### Data records ###

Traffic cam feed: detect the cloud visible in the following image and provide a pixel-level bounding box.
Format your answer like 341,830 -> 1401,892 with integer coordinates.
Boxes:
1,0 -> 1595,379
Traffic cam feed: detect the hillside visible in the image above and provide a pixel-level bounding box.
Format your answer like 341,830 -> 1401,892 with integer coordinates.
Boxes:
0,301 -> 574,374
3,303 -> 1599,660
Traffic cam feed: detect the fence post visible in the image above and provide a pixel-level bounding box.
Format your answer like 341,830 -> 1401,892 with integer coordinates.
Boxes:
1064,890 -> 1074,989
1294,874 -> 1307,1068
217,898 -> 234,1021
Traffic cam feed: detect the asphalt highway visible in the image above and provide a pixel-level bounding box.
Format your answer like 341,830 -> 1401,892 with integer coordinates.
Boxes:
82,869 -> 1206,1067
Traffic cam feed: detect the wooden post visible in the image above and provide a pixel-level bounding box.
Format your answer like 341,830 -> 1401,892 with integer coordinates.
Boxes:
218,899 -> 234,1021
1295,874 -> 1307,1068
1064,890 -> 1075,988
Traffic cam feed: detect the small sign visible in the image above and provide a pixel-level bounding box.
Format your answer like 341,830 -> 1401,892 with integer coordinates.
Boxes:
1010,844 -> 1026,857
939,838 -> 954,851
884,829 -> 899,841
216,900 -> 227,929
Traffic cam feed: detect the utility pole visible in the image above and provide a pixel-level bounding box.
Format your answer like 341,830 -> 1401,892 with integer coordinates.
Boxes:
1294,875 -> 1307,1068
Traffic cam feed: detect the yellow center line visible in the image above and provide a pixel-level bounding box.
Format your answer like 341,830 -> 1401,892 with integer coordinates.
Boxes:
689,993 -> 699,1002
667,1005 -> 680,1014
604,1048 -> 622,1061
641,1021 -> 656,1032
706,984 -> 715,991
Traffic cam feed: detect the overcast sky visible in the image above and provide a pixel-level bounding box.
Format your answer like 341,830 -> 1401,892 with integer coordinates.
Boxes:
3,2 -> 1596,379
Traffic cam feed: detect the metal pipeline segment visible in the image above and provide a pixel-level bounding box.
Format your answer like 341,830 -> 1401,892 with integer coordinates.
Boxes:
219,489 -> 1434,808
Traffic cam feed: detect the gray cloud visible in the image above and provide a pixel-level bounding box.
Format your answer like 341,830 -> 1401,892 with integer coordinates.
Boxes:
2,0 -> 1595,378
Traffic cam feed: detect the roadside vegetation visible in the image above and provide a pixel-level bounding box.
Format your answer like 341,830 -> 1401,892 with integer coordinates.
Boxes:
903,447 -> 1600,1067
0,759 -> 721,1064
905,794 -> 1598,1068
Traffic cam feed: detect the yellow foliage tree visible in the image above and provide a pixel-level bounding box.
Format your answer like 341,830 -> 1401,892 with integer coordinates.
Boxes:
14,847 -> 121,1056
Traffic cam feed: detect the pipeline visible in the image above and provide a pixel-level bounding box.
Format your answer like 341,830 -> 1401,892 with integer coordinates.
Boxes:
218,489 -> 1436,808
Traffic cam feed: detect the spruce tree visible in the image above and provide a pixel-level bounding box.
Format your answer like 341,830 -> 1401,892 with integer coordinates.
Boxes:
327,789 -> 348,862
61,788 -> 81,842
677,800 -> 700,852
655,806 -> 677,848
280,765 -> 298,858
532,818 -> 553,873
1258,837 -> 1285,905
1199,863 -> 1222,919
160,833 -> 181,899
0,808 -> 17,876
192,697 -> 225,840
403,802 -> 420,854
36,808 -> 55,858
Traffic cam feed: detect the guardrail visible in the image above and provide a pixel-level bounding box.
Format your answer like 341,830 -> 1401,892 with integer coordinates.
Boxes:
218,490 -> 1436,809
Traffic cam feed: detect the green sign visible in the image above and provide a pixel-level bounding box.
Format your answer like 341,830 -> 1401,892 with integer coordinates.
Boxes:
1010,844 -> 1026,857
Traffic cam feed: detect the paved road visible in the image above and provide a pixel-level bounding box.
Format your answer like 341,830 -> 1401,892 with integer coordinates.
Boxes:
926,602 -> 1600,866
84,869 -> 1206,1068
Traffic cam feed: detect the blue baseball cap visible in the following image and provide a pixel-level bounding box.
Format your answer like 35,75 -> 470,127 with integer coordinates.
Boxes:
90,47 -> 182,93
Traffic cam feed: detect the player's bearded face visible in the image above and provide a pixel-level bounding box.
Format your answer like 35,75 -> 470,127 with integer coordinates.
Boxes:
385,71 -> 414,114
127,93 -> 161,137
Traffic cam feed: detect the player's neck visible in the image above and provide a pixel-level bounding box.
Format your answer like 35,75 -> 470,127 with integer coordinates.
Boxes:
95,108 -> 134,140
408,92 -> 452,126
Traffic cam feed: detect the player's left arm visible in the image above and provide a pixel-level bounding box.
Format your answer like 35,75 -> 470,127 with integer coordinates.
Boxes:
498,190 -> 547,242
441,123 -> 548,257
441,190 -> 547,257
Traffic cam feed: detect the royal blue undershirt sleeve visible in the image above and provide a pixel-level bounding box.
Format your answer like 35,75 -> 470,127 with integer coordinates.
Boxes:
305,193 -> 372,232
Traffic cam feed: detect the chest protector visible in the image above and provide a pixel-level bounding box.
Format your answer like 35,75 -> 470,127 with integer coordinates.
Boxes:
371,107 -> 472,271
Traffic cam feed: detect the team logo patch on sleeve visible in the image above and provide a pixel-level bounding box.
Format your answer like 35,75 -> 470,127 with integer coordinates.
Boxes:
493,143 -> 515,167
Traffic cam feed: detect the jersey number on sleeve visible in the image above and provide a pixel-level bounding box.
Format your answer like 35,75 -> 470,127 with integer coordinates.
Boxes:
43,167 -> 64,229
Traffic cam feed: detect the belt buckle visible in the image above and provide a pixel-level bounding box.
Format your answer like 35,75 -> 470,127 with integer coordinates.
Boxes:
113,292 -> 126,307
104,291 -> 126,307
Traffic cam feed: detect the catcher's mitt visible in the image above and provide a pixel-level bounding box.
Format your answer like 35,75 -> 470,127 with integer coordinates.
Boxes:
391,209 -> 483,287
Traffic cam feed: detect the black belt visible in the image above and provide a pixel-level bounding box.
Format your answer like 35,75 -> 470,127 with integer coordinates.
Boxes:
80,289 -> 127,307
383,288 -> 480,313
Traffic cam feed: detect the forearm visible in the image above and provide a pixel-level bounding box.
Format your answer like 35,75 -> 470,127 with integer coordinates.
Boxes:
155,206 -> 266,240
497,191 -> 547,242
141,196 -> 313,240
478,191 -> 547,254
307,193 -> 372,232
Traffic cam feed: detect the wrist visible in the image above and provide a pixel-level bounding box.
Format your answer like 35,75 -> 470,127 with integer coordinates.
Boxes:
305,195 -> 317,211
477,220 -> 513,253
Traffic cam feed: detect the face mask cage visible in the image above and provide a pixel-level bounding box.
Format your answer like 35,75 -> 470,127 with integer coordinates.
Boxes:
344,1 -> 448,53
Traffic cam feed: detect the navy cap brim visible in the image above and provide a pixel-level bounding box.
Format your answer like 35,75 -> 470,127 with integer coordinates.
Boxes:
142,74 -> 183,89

###

What you will do:
Without changing a word, print all of the entries above.

Answer to this exercise:
Traffic cam feed: detect the cloud visible in the following image and provide a pixel-level bounding box.
Format your answer like 341,830 -> 1401,892 with integer coordinates.
Boxes:
1,0 -> 1595,379
Traffic cam feed: detect the hillside visible in the image above and provide a pixel-level bounding box.
Format your answer like 341,830 -> 1401,892 with integer coordinates.
Boxes:
0,301 -> 574,374
3,303 -> 1599,660
Traffic cam feed: detect the fence post visible in the image above and provide a pixel-level bounding box.
Format your answer like 341,830 -> 1401,892 with integer coordinates.
Boxes:
1064,890 -> 1074,989
1294,874 -> 1307,1068
217,898 -> 234,1021
Traffic cam feed: detect the asphalt highway visible in the image above and provide a pixel-level bounding box.
Format your answer like 341,830 -> 1401,892 with integer coordinates.
Boxes:
82,869 -> 1206,1067
Traffic cam feed: detect the wooden post visible in the image above and provide a pixel-level bounding box.
Format your answer like 341,830 -> 1401,892 with integer coordinates.
Boxes:
218,899 -> 234,1021
1295,874 -> 1307,1068
1064,890 -> 1075,988
Traffic cam feed: detect the small sign visible in the image above and provide a pixel-level bounding box.
Format your answer like 341,830 -> 1401,892 with integer coordinates.
Boxes:
1010,844 -> 1026,857
939,838 -> 954,851
884,829 -> 899,841
216,900 -> 227,929
Traffic cam feed: detect the utility pole visible in the image above and provide a pixel-level bounding box.
Format your answer like 341,830 -> 1401,892 with integer coordinates.
Boxes:
1294,875 -> 1307,1068
Traffic cam feed: detect the yellow center line visible in the image above and provide a pixel-level bounding box.
Format your answer like 341,830 -> 1401,892 with integer coordinates.
Boxes:
689,993 -> 699,1002
667,1005 -> 680,1014
604,1048 -> 622,1061
641,1021 -> 656,1032
706,984 -> 715,991
Traffic cam feed: detect the overcast sky visible in the image above and provide a pixel-level bounding box.
Format your answer like 341,830 -> 1401,892 with integer coordinates.
Boxes:
3,2 -> 1596,379
Traffic cam feed: detect the metal pipeline segment visible in the image above and provide a pixel-level bounding box.
Format your answer like 341,830 -> 1401,892 with integer coordinates.
Boxes:
219,489 -> 1434,808
Traffic cam feed: detect the gray cloud visible in the image above and provide a pixel-level bounding box.
Format your answer like 341,830 -> 1401,892 with integer coordinates.
Boxes:
2,0 -> 1595,378
Traffic cam feed: detect the roadside vegetation visible in the image above and provide a pixel-level bounding box.
Format your answer like 341,830 -> 1401,892 with integer coordinates.
Boxes:
903,447 -> 1600,1067
0,759 -> 721,1064
905,794 -> 1598,1068
Traffic cam feed: detect the yellow foliage tree visible in the image above and provide a pixel-level bounding box.
Format your answer like 341,830 -> 1401,892 with integer coordinates.
Boxes:
14,847 -> 121,1056
Traffic cam feed: detect the pipeline visible in the image above and provide a pixel-level bounding box.
Format your answer like 341,830 -> 1401,892 with integer coordinates.
Boxes:
218,489 -> 1436,808
Traffic cam feed: detect the spruce tree visible in the image above and provide a pixel-level bounding box.
Format your answer like 341,830 -> 1401,892 with integer coordinates.
Boxes:
327,789 -> 348,862
61,788 -> 81,842
677,800 -> 700,852
655,806 -> 677,848
280,765 -> 298,858
532,818 -> 553,873
1258,837 -> 1285,905
1199,863 -> 1222,919
160,833 -> 181,899
0,808 -> 17,876
192,697 -> 225,840
403,802 -> 420,854
36,808 -> 55,858
Traffic cam feed: detect the guardrail visible in the image above and provide a pixel-level bounding box.
Format your answer like 341,830 -> 1401,892 with integer coordinates.
Boxes:
218,490 -> 1436,809
Traffic cam feed: detect the green sign visible in the image above and provide a pixel-level bounding box.
Format your answer like 341,830 -> 1401,892 with integer coordinates.
Boxes:
1010,844 -> 1026,857
Traffic cam feed: detect the paved road visible in the image above and provide a pixel-level bounding box.
Format your answer like 341,830 -> 1401,892 with integer coordinates.
Boxes:
926,602 -> 1600,866
84,869 -> 1206,1068
Traffic cam feed: detect the blue baseball cap visible in the following image and provide a pixel-level bounding box.
Format your answer like 35,75 -> 470,127 with integer coordinates.
Boxes:
90,47 -> 182,93
Traffic cam feed: detect the player's bearded face visible in the image above and provide a pixel-level bounding box.
Format your answer like 35,75 -> 470,127 with integer coordinates.
Boxes:
385,71 -> 414,114
127,93 -> 161,137
Traffic cam feed: detect the player's neck visible in the image above and provide a pixel-level bounding box.
Format your answer like 35,75 -> 470,127 with integer coordinates.
Boxes:
95,108 -> 134,140
408,92 -> 452,126
Traffic cam feed: detect the player's left arm visible in the image above and provide a pixel-level bounding box.
Format your answer like 35,75 -> 470,127 with integer coordinates.
Boxes:
498,190 -> 547,242
441,123 -> 548,257
441,190 -> 547,257
Traffic cam feed: detect the royal blue undershirt sleeve visible in the image above and provide a pixel-level bounding box.
Format your answer like 35,75 -> 470,127 with integer coordinates.
Boxes:
305,193 -> 372,232
Traffic cam feed: detect the chest protector visible in the image above and provide a pixel-level bounding box.
Format your answer like 35,75 -> 470,127 with integer coordinates.
Boxes:
371,107 -> 472,271
Traffic cam feed: detect the team logo patch on sleeve visible in the image above and provide a pixel-level bounding box.
Format your answer like 35,75 -> 470,127 with integer coordinates.
Boxes:
493,143 -> 515,167
Traffic cam feed: detect the jersey number on sleeve visible in the image above and provide a pixel-level bounding box.
Format your answer like 35,75 -> 470,127 with integer coordinates.
Boxes:
43,167 -> 64,229
Traffic cam feed: detect the belt buckle visible in the image above and provide a pixel-level bounding box.
Format your answer like 35,75 -> 470,127 with integer coordinates.
Boxes:
113,292 -> 126,307
104,291 -> 126,307
Traffic cam feed: detect the catcher's mitt visible in the image above and provide a pixel-level bounding box.
Format your answer like 35,75 -> 470,127 with integer coordinates.
Boxes:
391,209 -> 483,287
Traffic cam feed: detect the black belt visible in the image above and provide a pixel-level bounding box.
Format your answer like 35,75 -> 470,127 with integer coordinates.
Boxes:
80,289 -> 127,307
383,288 -> 480,313
Traffic cam feed: detect the forearm visible in the image above and provide a pixel-level bounding box.
Format your answer like 35,75 -> 470,127 with integer coordinates.
Boxes:
155,206 -> 266,240
497,191 -> 547,242
141,196 -> 313,240
478,191 -> 547,254
307,193 -> 372,232
Traffic cam feed: detect the wrist visible in the image above and provide a pixel-level bounding box.
Format your answer like 35,75 -> 470,127 with integer coordinates.
Boxes:
305,195 -> 317,211
477,220 -> 513,253
Traffic cam feed: detect the face mask cage visible in the image above and provide a pixel-level bounding box.
Format your answer like 35,75 -> 470,127 with integer coordinates.
Boxes:
344,1 -> 448,53
Traffic cam feed: detect the navy cap brim visible in the image above and provide a pixel-level bounding box.
Format your answer like 35,75 -> 470,127 with integer coordinates.
Boxes:
142,74 -> 183,89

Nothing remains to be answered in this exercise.